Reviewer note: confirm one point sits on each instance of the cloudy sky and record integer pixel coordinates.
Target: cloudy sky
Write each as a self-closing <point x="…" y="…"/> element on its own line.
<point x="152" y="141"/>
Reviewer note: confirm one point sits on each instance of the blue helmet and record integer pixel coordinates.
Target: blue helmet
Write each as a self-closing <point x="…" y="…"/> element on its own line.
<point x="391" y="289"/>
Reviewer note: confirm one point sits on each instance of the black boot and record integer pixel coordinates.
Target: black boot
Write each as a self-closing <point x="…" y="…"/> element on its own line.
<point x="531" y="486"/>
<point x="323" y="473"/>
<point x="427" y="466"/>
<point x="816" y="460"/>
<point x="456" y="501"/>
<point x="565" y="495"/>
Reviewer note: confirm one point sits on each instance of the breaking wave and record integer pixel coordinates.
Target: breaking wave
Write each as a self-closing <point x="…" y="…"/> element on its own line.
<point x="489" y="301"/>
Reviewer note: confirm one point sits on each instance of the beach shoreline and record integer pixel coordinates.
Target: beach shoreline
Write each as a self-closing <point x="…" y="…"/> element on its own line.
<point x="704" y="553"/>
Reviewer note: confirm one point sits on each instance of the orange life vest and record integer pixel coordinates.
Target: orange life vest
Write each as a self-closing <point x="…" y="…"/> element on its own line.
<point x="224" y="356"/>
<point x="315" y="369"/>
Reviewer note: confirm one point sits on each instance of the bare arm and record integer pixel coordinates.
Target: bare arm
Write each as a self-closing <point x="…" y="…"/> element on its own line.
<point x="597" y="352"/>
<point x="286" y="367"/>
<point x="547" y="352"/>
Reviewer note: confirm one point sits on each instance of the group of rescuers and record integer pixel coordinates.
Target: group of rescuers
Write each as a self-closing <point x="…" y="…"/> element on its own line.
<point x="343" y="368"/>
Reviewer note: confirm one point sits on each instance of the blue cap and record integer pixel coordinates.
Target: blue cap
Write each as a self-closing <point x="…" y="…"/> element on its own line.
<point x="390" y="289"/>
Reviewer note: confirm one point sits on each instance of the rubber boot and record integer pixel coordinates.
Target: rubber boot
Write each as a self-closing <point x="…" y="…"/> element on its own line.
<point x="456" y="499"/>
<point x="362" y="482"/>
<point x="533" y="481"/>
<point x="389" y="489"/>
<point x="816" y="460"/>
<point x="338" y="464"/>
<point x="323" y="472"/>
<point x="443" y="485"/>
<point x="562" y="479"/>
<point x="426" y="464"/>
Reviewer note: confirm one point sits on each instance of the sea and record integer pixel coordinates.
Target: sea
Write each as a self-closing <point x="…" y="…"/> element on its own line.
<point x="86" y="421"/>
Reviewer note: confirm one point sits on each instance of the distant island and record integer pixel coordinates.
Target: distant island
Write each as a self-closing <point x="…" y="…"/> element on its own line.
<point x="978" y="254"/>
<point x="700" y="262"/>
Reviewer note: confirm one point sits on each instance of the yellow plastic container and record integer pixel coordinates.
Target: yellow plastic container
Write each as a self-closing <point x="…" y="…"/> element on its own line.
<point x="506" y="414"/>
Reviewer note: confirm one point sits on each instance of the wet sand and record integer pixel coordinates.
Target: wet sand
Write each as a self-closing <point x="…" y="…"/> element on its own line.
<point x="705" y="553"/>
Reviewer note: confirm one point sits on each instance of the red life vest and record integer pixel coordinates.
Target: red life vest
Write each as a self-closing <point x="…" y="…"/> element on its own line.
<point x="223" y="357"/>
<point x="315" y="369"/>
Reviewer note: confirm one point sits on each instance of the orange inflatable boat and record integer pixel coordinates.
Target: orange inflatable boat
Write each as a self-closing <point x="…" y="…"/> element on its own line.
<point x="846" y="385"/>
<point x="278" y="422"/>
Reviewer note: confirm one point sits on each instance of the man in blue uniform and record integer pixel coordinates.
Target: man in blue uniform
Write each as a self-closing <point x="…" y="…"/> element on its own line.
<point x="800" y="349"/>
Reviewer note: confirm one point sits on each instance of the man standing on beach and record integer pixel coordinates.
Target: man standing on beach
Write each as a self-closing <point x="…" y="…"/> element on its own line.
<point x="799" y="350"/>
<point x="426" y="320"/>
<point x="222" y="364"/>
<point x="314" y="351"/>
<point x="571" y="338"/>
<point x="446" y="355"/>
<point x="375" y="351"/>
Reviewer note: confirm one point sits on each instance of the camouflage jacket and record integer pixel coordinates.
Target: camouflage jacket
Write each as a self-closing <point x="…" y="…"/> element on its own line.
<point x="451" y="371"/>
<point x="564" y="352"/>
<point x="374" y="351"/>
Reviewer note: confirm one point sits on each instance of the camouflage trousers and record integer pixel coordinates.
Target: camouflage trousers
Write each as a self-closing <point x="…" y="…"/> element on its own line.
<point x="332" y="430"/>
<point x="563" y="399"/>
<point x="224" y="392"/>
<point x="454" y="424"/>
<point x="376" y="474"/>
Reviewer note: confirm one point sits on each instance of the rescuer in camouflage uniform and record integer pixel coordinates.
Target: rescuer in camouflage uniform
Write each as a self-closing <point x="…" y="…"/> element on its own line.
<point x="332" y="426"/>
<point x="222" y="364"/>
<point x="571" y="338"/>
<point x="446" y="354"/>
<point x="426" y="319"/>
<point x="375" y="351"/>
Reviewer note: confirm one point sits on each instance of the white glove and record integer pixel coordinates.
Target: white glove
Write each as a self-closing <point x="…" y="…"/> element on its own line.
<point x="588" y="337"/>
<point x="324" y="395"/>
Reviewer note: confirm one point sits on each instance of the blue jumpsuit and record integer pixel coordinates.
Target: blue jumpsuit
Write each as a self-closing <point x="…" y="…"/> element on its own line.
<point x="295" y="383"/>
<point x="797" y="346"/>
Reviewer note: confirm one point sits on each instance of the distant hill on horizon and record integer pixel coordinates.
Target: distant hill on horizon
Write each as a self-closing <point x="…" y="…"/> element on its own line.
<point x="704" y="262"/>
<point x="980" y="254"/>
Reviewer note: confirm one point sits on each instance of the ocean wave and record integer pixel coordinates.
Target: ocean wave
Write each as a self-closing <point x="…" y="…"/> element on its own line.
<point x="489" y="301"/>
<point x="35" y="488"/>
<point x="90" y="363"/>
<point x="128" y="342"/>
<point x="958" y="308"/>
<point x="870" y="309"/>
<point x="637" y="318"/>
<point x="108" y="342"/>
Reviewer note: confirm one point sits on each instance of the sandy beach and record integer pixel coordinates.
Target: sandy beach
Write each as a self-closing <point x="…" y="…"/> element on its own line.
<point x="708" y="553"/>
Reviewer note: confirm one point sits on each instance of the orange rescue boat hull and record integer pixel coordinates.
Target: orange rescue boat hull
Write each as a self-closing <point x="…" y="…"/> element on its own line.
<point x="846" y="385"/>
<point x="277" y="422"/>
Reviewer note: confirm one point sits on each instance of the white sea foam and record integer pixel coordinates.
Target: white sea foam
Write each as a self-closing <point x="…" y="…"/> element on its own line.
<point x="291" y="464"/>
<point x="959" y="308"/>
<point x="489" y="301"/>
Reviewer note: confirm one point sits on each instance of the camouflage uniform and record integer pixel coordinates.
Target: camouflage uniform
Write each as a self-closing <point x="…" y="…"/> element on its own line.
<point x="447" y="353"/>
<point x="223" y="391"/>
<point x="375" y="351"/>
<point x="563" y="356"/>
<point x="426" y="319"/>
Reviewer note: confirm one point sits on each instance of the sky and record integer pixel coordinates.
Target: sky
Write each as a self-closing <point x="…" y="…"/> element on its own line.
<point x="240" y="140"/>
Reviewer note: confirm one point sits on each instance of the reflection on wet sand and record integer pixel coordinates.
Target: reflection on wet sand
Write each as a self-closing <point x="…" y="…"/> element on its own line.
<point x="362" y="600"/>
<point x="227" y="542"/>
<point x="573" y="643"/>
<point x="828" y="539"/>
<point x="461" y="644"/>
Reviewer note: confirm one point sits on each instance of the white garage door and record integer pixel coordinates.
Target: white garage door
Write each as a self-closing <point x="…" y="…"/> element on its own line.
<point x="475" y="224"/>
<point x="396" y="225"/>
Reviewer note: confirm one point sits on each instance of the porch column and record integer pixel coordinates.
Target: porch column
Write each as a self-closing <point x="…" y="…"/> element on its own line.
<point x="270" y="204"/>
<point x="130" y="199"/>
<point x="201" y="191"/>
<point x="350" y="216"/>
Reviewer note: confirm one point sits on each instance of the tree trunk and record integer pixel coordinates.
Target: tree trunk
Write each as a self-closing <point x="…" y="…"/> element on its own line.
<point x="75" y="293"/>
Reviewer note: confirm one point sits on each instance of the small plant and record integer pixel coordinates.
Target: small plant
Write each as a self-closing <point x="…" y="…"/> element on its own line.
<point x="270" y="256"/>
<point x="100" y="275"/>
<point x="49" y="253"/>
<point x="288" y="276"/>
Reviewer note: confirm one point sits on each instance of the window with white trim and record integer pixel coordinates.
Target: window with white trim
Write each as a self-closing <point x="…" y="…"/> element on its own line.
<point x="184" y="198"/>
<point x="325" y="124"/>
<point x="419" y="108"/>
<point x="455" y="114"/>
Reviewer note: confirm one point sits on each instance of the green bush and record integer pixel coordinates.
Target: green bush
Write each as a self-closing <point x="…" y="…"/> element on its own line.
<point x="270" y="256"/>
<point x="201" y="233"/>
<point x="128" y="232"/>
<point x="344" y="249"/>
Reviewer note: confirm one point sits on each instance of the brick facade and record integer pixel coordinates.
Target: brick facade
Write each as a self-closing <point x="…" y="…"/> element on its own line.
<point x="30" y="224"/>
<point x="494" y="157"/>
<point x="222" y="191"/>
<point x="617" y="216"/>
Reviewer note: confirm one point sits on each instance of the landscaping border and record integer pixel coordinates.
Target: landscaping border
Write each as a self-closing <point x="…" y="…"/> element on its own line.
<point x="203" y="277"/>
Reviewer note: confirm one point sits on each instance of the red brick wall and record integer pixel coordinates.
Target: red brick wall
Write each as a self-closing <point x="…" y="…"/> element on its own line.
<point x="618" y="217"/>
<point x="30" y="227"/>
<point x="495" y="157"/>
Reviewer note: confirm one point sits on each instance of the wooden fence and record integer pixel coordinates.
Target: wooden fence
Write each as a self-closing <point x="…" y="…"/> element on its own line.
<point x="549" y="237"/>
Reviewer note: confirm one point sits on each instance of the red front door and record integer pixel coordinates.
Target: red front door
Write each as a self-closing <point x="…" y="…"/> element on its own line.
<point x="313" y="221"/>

Exercise:
Whatever else the listing above holds, retype exactly only the lines from the one containing "Target: landscaping border" to the one containing "Target: wooden fence", both ends kept.

Response box:
Target: landscaping border
Write each as a self-closing <point x="…" y="…"/> element on its own line.
<point x="203" y="277"/>
Reviewer note: confirm one point sits on each instance of the red brick wall and record integer pixel coordinates.
Target: red brick wall
Write each as a self-closing <point x="…" y="…"/> element on its own line.
<point x="618" y="217"/>
<point x="30" y="227"/>
<point x="495" y="157"/>
Reviewer note: confirm one point sits on each instance of the wooden fence and record integer pixel coordinates.
Target: wooden fence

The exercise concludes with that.